Problem requirements:
Please give the data again in full, precisely as it is written.

::::

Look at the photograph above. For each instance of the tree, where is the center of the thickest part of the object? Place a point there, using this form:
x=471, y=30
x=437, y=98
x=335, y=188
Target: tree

::::

Result of this task:
Look at the photograph above. For each instance of the tree, where is the center of the thickest part of the object? Place a point there, using this form:
x=471, y=30
x=437, y=98
x=335, y=188
Target: tree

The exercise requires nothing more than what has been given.